:: Фрагмент страницы
В 1925 году, когда Н. А. Полторацкому было 16 лет, его матери и бабушке представилась возможность выехать во Францию для получения части небольшого наследства, доставшегося Полторацкому от бабушки-француженки со стороны отца (вспомним, что Николай Алексеевич говорил о том, что он «по происхождению немного француз»). Этой возможностью они воспользовались. Ведь незадолго до этого, во время гражданской войны пропал без вести дядя Н. А. Полторацкого, кажется, служивший в Белой гвардии. Как отмечает сам Н. А. Полторацкий в своих воспоминаниях, вскоре после приезда во Францию он «постепенно погрузился в жизнь русской эмиграции». И стал, по нашему разумению, играть довольно заметную роль в этой жизни, хотя и не освещённую достаточным образом. Именно поэтому существует, на наш взгляд, необходимость в подобных публикациях.

Причин, по которым деятельность Н. А. Полторацкого как в эмиграции, так и после его возвращения на родину, оказалась недостаточно изученной, а сам Н. А. Полторацкий в известной степени оказался «фигурой умолчания», явилось, на наш взгляд, несколько. Вопервых, это абсолютная скромность самого Николая Алексеевича. Н. А. Полторацкий, будучи в разные годы:

– начальником (председателем) Братства Святителя Фотия, сыгравшего значительную роль в жизни русской церковной эмиграции;

– техническим секретарём Религиозно-философской академии, которую возглавлял Н. А.

Бердяев;

– секретарём Русского союза студентов, активным членом Русского Студенческого Христианского Движения;

– членом Комитета социальной помощи «Русская помощь»;

– преподавателем Русской школы при Союзе советских патриотов; наконец,

– участником Сопротивления.

Обо всех этих и иных сферах своей жизни в эмиграции говорит весьма и весьма скромно, явно умалчивая о своей истинной роли. Перечисляя всех тех, с кем он познакомился, сблизился, подружился в эмиграции, Н. А. Полторацкий всегда говорил: «Я не ставлю себя в один ряд с ними по калибру». Но при этом у Николая Алексеевича никогда не было того пиетета к этим знаменитым людям, какой был и есть, скажем, у нас.
::::
:: Предоставленные данные
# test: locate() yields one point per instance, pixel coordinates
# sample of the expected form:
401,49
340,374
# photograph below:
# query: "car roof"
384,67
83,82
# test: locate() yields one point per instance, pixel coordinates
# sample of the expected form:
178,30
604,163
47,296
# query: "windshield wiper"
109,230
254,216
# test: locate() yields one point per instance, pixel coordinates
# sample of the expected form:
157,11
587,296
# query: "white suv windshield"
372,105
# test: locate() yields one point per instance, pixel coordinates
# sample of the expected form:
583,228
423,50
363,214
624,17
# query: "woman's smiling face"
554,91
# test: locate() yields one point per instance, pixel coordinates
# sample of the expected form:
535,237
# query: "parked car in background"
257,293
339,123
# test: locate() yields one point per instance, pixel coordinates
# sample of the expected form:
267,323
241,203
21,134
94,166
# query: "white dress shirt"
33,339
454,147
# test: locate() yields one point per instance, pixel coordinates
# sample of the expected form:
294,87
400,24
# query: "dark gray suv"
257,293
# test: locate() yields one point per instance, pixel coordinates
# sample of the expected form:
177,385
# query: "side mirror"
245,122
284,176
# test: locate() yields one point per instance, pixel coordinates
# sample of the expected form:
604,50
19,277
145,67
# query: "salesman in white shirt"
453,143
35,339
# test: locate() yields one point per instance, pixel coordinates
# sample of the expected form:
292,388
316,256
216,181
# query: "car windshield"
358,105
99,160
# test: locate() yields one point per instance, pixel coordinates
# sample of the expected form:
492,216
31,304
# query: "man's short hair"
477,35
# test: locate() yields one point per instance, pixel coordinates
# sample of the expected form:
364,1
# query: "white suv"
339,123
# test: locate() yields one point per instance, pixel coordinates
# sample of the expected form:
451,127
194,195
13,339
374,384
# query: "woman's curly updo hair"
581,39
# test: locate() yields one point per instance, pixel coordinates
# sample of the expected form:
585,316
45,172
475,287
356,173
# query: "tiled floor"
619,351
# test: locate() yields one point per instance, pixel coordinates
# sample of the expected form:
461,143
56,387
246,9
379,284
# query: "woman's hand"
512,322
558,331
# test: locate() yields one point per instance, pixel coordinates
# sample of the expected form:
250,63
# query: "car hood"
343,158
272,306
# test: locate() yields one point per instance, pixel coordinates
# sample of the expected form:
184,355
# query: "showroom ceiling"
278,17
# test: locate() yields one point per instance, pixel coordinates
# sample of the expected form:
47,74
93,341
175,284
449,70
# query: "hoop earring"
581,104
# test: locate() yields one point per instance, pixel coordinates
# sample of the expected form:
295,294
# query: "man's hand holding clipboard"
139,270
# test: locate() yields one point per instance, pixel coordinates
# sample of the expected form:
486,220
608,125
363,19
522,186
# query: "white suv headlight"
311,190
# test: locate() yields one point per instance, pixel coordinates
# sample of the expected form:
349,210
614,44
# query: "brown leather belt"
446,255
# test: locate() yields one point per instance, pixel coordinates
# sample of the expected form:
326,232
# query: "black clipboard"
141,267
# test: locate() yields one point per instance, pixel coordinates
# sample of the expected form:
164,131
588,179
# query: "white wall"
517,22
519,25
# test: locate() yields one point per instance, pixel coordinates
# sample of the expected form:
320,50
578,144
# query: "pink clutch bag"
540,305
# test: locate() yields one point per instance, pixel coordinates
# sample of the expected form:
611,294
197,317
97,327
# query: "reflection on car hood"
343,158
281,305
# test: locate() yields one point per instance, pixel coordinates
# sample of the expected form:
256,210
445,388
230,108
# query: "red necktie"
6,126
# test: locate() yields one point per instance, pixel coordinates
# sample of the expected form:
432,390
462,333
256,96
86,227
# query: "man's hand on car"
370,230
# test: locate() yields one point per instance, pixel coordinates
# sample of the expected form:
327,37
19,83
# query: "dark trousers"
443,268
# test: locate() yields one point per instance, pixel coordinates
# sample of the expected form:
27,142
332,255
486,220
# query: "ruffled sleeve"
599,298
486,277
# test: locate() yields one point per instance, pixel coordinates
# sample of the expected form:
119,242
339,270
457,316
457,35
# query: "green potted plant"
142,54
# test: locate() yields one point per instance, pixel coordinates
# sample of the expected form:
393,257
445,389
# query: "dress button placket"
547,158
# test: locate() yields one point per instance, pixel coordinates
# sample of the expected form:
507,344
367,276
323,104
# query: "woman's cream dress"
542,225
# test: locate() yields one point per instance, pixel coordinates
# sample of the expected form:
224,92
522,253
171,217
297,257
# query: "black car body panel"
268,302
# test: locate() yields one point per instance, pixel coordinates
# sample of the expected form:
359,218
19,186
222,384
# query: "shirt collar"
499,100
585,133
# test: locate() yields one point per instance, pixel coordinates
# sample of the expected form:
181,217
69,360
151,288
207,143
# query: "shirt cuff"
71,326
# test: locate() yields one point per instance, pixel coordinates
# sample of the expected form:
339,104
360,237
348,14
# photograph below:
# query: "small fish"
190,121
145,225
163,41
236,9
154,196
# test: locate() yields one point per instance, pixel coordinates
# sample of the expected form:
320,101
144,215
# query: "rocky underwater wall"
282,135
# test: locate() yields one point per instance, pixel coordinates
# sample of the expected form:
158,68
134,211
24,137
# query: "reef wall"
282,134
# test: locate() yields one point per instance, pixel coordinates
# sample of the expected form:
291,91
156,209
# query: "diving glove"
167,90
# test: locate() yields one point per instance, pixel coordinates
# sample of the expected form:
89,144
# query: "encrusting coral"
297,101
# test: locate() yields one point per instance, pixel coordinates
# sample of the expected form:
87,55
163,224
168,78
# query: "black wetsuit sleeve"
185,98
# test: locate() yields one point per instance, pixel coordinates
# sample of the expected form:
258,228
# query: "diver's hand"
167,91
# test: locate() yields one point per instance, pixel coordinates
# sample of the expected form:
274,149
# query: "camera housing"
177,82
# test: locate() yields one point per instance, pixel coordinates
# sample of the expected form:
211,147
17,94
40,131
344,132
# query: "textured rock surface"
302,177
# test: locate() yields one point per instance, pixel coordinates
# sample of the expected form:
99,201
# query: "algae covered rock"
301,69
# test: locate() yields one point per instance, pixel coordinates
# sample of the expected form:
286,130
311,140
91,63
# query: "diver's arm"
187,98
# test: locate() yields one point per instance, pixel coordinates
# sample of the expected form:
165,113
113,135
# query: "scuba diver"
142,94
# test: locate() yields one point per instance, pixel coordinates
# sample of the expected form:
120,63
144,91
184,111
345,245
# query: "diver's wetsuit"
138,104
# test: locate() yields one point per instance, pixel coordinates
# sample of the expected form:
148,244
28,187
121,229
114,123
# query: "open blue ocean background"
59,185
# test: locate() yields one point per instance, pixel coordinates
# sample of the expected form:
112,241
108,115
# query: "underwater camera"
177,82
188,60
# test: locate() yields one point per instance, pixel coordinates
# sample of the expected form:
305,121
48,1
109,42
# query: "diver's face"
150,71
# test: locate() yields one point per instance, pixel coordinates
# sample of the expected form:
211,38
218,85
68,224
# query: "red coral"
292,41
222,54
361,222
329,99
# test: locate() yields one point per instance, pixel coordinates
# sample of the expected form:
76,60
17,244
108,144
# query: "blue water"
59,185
::::
:: Предоставленные данные
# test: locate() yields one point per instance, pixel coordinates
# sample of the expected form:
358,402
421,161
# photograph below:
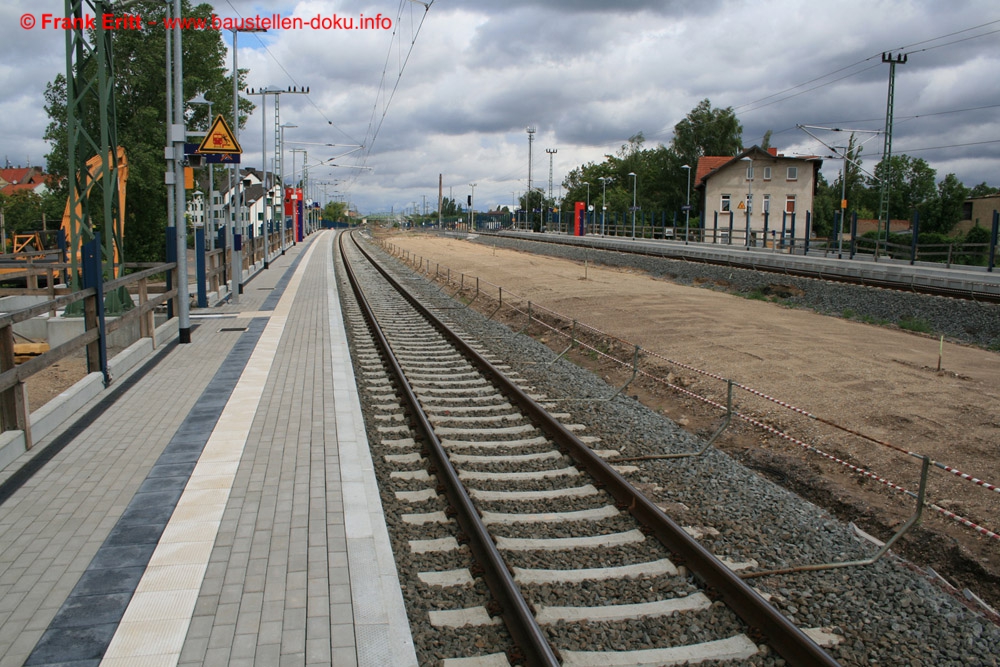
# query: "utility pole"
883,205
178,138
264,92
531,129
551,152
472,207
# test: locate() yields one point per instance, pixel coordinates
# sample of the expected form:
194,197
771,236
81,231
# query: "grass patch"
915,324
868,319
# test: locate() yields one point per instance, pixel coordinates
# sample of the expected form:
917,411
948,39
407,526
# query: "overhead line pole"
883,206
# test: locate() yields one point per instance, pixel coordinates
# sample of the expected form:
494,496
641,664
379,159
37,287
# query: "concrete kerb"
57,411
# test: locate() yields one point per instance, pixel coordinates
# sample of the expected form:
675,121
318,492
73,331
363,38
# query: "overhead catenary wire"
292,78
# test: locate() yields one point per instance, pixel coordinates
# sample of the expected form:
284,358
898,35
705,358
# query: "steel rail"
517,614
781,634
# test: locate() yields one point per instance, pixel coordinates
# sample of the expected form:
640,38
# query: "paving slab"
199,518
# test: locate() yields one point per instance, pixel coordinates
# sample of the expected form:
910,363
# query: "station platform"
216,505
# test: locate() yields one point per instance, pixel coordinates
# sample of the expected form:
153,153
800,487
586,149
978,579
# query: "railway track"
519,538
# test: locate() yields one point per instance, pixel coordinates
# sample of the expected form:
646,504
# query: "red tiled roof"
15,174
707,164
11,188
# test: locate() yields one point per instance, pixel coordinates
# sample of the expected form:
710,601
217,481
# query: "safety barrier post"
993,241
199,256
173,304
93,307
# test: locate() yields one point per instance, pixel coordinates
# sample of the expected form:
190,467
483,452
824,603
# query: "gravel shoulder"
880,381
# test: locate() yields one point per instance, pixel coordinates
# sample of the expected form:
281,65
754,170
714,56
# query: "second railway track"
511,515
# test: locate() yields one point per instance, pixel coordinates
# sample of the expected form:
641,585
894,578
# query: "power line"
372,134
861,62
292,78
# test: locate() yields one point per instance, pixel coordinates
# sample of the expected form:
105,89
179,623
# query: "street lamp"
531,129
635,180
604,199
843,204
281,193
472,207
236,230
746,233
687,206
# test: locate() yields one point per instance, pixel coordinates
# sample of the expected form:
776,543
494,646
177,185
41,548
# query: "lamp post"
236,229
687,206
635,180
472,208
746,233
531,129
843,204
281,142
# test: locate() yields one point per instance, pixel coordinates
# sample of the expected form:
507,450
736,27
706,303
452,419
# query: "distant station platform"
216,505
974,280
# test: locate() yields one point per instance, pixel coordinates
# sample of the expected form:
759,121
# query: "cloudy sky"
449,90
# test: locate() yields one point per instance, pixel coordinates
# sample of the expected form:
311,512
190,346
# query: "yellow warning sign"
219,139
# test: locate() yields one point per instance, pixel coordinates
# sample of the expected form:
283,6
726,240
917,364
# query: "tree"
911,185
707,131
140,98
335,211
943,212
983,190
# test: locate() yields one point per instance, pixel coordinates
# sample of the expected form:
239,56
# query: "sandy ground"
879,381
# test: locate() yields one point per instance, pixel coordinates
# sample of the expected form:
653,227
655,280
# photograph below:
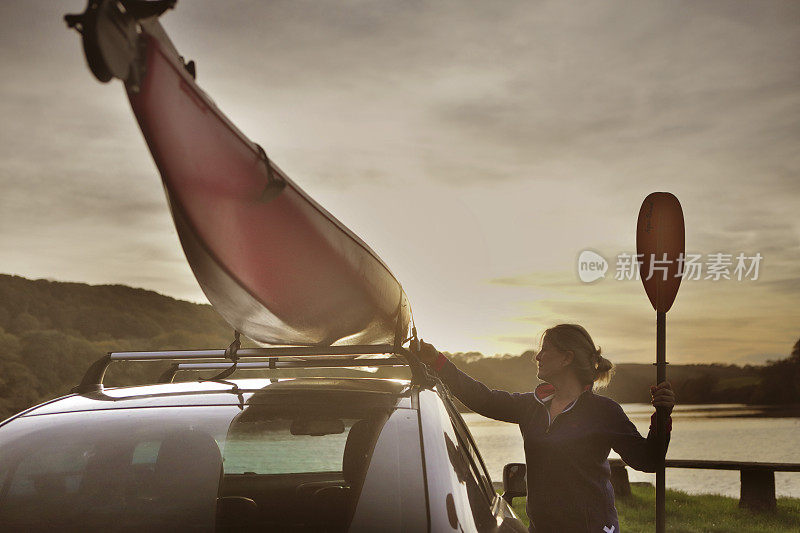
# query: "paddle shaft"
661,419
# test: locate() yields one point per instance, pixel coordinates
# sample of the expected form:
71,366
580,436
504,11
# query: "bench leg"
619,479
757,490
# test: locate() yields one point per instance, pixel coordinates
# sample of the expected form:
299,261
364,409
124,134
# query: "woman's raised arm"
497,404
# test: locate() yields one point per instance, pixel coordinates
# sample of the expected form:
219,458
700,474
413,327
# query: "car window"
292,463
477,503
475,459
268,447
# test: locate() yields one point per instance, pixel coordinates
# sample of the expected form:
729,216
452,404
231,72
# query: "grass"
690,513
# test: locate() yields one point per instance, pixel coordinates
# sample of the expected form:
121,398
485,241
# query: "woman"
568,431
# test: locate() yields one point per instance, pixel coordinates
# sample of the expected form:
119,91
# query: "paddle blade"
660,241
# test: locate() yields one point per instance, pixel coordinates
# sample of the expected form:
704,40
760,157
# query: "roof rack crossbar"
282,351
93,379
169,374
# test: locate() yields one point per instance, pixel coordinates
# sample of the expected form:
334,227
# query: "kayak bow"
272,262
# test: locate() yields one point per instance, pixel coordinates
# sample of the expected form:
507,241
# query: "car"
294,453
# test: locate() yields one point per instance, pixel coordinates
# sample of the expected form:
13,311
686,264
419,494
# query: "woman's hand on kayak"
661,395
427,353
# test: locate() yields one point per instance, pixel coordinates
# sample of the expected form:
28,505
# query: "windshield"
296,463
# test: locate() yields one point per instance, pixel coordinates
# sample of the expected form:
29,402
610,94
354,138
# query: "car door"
::::
:: Предоставленные данные
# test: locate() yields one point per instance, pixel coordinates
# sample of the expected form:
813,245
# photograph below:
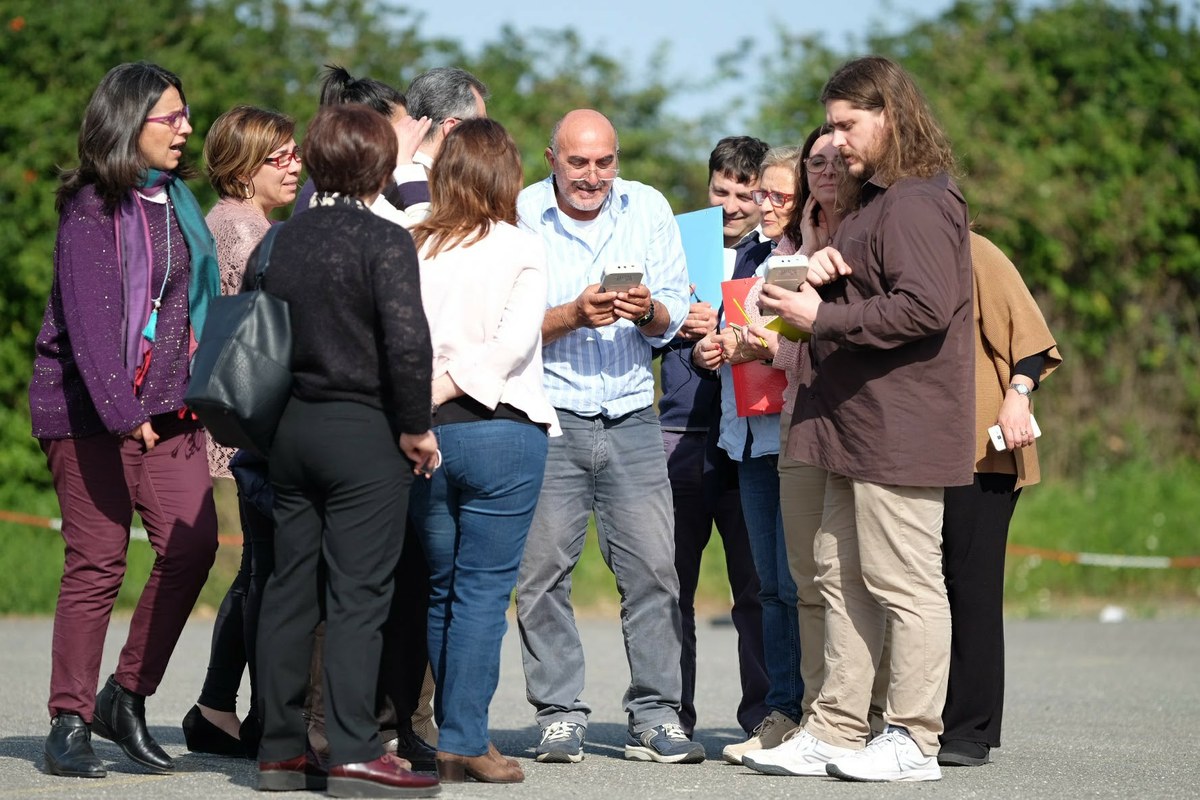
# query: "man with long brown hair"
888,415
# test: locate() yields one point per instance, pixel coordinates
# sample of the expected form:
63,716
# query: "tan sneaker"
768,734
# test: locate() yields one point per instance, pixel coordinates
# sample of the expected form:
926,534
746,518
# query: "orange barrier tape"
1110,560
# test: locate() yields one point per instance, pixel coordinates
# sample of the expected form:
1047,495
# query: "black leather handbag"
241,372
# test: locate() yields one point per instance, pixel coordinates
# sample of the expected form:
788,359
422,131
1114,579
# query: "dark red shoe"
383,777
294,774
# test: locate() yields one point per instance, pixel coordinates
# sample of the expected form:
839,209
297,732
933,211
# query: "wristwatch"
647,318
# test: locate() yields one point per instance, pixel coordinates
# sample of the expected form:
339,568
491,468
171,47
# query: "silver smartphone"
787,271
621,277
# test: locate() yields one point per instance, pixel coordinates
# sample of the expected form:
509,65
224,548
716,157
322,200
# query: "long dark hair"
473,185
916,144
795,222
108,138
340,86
::::
• _Задание 1_:
По отрывку о Н. А. Полторацком ответьте на вопросы:
(a) Сколько лет было Н. А. Полторацкому в 1925 году?
(b) Кто возглавлял Религиозно-философскую академию, техническим секретарём которой он был?
(c) Какие слова Н. А. Полторацкий всегда произносил, перечисляя тех, с кем познакомился в эмиграции?
• _Задание 2_:
Продолжите отрывок о Н. А. Полторацком, начав сразу после его последнего предложения.
Перечень представляет собой самостоятельный материал, не связанный с отрывком о Н. А. Полторацком.

• _Ответ к заданию 1_:
(a) 16 лет.
(b) Н. А. Бердяев.
(c) «Я не ставлю себя в один ряд с ними по калибру».

• _Ответ к заданию 2_:
Они были для него живыми, близкими, во многом же равными, «одного калибра». Во-вторых, Н. А. Полторацкий находился всё-таки как бы в тени таких прихожан Трёхсвятительского подворья или членов Братства Святителя Фотия, как Н. А. Бердяев, В. Н. Лосский, о. Евграф Ковалевский, Л. А. Успенский, Григорий Круг (будущий инок Григорий). Л. А. Успенский был известным искусствоведом и специалистом в области богословия иконы, а Григорий Круг – выдающимся иконописцем. Наконец, о. Евграф Ковалевский приобрёл известность тем, что предпринял попытку создать Французскую Православно-католическую церковь и впоследствии стал её епископом под именем Жан. Третью причину указывает в своих воспоминаниях сам Н. А. Полторацкий: «Когда на открытом собрании я был единогласно избран ответственным секретарём Особого Благочинного Совета Московской Патриархии, то после этого, естественно, со стороны правых кругов отношение ко мне было скорее отрицательное, критическое. Наконец, для того разговора о Н. А. Полторацком, который предпринят в данной статье, чрезвычайно важна такая особенность его церковной деятельности, как активный экуменизм*, который не всегда и не всеми в православной церковной среде приветствовался и приветствуется. Причины экуменизма Н. А. Полторацкого различны.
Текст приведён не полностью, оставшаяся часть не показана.